Chemical-Mechanical polishing (CMP) is used extensively in the manufacture of semiconductor devices. An exemplary CMP system is shown in U.S. Pat. No. 5,081,421 entitled IN SITU MONITORING TECHNIQUE AND APPARATUS FOR CHEMICAL/MECHANICAL PLANARIZATION ENDPOINT DETECTION, issued to Miller et al. and dated Jan. 14, 1992. This patent is incorporated herein by reference for its teachings on chemical mechanical polishing. FIGS. 4 and 5 illustrate a substrate 500 positioned in a carrier fixture 510 for chemical mechanical polishing (CMP). The substrate 500 is, for example, a six inch wafer which is produced having a flat edge 502. The carrier fixture 510 is mounted in a chemical mechanical polisher (not shown). The carrier fixture 510 holds the substrate 500 in opening 515 during the CMP process and allows the substrate 500 to rotate. The carrier fixture 510 includes transport channels 520 that allow a slurry to be channeled from the exterior of the carrier fixture 510 to the opening 515 where the substrate 500 is disposed during the CMP process. In other words, the transport channels 520 are openings from the exterior of the carrier fixture 510 to the opening 515. During the CMP process using the carrier fixture 510, the substrate 500 may be damaged and, therefore, must be discarded. Accordingly, it would be advantageous to develop a CMP process that reduces the occurrence of damage to the substrate.
The present is also directed to a method of manufacturing integrated circuits using a carrier fixture. The carrier fixture does not include transport channels or openings for directing a slurry to a substrate being polished and, as a result, damage to the substrate is reduced because the edges adjacent to the substrate are eliminated. The inventors haste determined that the substrate 500 scores the prior art carrier fixture 510 and has a tendency to catch the edge 525 of the transport channel 520 during the CMP process. For a six inch substrate 500, the flat edge of the substrate has a tendency to catch the edge 525. As a result, the substrate 500 may cleave or break. The present invention further provides a carrier fixture having an inner support coupled to a ring member that contacts a substrate during the CMP process. The present invention also provides a carrier fixture having inner and outer supports coupled to a ring member. It is to be understood that both the foregoing general description and the following detailed description are exemplary, but are not restrictive, of the invention.
The invention is best understood from the following detailed description when read in connection with the accompanying drawing. It is emphasized that, according to common practice in the semiconductor industry, the various features of the drawing are not to scale. On the contrary, the dimensions of the various features are arbitrarily expanded or reduced for clarity. Included in the drawing are the following figures:
FIG. 1 is a top view of a carrier fixture according to an exemplary embodiment of the present invention;
FIG. 2 is a bottom view of the carrier fixture;
FIG. 3 is a perspective view of the carrier fixture;
FIG. 4 is a bottom view of a carrier fixture according to the prior art; and
FIG. 5 is a schematic diagram of the prior art carrier fixture along line 5--5.

PROVIDED MATERIAL
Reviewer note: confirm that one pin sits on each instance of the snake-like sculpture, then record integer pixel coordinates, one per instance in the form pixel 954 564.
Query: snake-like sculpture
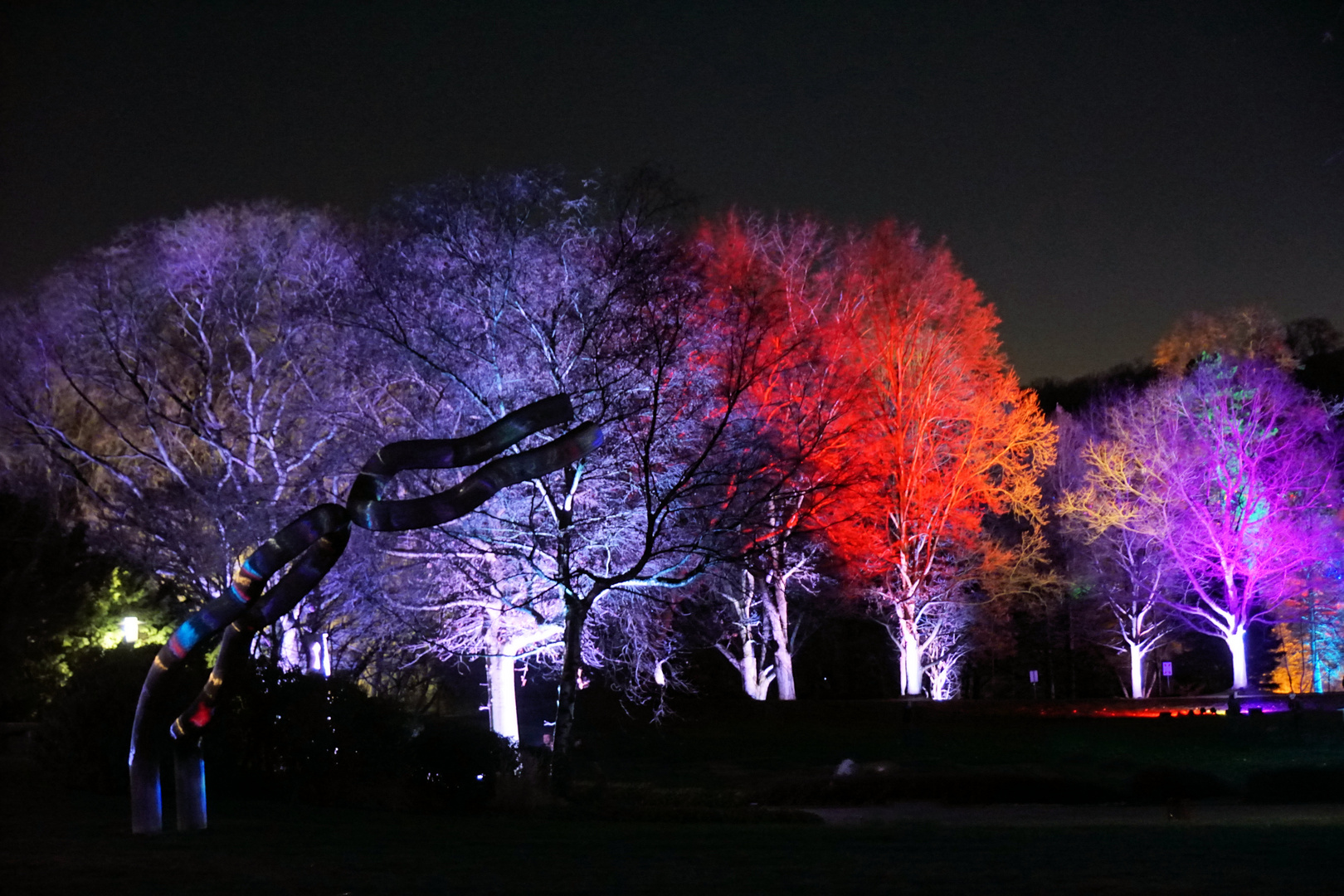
pixel 314 543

EXERCISE OBJECTIVE
Extend the patent passage on the chemical-mechanical polishing carrier fixture, picking up after its final sentence.

ANSWER TO THIS PROBLEM
Referring now to the drawing, wherein like reference numerals refer to like elements throughout, FIG. 1 is a carrier fixture 110 used in a polishing system including a polisher (not shown) that is used during the manufacture of integrated circuits. The polisher is, for example, an Auriga Planarization System, Auriga-C Planarization System, or a CMP 5, each available from Speedfam of 7406 West Detroit, Chandler, Ariz. 85228. The polisher is used to polish a substrate 200, shown in FIG. 2, using, for example, chemical mechanical polishing. During polishing, the substrate 200 is placed in the carrier fixture 110 and polished by applying a slurry and rotating the substrate disposed in the carrier fixture 110. The substrate 200 may be formed from materials such as silicon, germanium, gallium arsenide or other materials known to those skilled in the art. The carrier fixture 110 may be formed from materials such as acetal (known as Delrin™), ceramics, and polyphenyane sulfide.
The carrier fixture 110 has openings 115 that receive clips, screws or fasteners (not shown) to attach the carrier fixture 110 to the polisher. As is shown in FIGS. 2 and 3, the bottom 112 of carrier fixture 110 includes a ring member 120 that does not have the above described slurry channels for providing slurry to the substrate 200. It has been found that slurry channels are not necessary for channeling a slurry to the substrate 200 during polishing. A sufficient amount of slurry passes under the inner support 130 to the substrate 200 during polishing.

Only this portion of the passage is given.